## Tu tarea
En el texto sobre la coalición de gobierno, ¿qué ha servido de coartada perfecta para reactivar las invectivas del vicepresidente morado? Responde en pocas palabras, por favor.

## Bloque de texto
_ _ _
La polarización creciente de la población española, esa verdadera religión política en la que se ha convertido la militancia en el PSOE y una cierta dosis de fortuna obraron el milagro; Iglesias entraba a formar parte de un gobierno de coalición socio-comunista. En principio el diseño de esta coalición de gobierno debería haberlo confinado a un papel meramente anecdótico dentro del mismo. La incompetencia manifiesta de buena parte de sus ministros y la ambición desmesurada de un Pedro Sánchez, para quien el poder lo es todo, deberían haber terminado con su aventura gubernamental en un par de años a lo sumo. El tiempo suficiente para que Pedro Sánchez hubiera podido clientelizar el voto a través de sus célebres decretos sociales y sobre para que la opinión pública se hubiera acabado de convencer de la incompetencia y falta de preparación de la cuota morada dentro del gobierno. Sin embargo, como ya le ocurriera a Savonarola, la fortuna ha querido que una pandemia en este caso haya servido de coartada perfecta con la que reactivar las invectivas del vicepresidente morado. El tejido empresarial, el capitalismo, el poder judicial, la libertad de prensa o incluso el colectivo sanitario se han convertido en el objeto de sus incendiarias soflamas que buscan, a través de un discurso belicista, estigmatizar a aquellos que osen cuestionar su pretensión de ser “legibus solutus”.
_ _ _
## Registros de datos

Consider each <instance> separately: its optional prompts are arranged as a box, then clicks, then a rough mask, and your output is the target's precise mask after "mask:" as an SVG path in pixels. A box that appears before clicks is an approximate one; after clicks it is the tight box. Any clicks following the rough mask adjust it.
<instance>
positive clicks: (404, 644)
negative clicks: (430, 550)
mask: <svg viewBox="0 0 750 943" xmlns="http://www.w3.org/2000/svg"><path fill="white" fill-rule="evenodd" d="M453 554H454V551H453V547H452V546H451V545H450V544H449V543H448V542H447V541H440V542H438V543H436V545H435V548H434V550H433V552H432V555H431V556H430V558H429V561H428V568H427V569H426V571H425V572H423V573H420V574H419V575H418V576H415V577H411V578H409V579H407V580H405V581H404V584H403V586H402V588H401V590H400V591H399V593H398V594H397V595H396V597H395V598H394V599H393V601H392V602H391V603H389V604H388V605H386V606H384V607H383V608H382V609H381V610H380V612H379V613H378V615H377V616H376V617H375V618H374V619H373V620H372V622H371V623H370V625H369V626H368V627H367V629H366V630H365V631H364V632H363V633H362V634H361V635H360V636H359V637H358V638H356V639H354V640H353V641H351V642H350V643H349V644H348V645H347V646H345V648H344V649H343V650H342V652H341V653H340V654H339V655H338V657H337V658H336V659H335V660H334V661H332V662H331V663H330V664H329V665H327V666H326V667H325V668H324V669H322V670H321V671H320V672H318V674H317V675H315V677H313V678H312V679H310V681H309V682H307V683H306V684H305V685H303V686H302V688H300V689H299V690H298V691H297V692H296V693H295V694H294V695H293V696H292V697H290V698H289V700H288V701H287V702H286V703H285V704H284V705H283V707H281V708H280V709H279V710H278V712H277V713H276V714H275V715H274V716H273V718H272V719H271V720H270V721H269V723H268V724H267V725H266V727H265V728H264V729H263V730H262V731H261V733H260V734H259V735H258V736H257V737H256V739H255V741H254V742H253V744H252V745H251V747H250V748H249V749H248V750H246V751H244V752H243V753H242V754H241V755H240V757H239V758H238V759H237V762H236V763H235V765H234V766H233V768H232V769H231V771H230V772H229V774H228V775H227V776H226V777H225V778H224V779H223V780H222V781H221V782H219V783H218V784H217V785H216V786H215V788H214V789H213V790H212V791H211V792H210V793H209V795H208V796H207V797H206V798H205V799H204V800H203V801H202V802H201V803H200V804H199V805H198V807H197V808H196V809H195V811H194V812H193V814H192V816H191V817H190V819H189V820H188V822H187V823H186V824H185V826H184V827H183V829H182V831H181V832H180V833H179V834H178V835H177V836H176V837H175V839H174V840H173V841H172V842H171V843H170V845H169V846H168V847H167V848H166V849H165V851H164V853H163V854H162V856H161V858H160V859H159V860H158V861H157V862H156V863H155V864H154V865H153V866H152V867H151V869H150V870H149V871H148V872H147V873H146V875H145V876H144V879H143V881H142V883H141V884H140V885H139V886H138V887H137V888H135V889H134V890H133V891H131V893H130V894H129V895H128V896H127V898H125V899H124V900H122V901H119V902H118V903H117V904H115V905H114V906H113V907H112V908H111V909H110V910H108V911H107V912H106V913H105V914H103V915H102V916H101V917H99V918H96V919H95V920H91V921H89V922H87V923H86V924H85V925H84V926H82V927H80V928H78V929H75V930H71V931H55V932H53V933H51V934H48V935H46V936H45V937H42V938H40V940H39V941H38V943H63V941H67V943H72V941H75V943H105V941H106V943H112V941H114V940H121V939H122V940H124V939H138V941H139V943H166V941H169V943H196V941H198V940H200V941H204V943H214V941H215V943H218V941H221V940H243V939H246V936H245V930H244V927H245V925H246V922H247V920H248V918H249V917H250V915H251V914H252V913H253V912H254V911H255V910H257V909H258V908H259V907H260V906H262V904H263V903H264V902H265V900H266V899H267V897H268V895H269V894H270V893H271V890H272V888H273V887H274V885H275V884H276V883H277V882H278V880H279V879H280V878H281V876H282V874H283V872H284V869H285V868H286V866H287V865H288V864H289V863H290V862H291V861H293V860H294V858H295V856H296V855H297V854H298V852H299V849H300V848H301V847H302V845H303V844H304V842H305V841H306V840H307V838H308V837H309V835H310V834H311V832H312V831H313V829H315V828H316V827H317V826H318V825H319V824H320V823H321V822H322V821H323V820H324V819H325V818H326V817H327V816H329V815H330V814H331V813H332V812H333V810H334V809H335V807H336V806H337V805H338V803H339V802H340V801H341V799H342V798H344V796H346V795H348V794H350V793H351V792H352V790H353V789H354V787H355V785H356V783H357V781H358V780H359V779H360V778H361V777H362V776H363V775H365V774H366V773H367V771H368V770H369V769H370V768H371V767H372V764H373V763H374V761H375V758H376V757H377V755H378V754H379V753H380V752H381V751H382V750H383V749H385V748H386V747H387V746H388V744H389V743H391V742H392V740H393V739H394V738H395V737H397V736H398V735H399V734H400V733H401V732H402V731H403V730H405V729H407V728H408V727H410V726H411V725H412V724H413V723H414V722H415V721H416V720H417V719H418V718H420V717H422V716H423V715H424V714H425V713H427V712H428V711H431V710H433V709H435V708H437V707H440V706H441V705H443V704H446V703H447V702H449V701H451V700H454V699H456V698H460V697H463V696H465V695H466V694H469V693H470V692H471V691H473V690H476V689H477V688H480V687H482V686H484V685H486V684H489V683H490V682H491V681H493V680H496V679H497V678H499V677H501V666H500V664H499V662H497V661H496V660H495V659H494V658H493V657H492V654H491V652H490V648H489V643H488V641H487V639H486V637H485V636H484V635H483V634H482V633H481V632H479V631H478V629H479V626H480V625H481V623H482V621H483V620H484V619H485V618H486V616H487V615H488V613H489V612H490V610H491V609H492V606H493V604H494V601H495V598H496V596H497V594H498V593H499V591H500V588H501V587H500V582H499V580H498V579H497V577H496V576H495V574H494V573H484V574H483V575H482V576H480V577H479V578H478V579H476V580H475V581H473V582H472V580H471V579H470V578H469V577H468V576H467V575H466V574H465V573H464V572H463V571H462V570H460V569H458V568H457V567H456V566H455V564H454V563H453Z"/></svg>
_ _ _
## Respuesta
Una pandemia.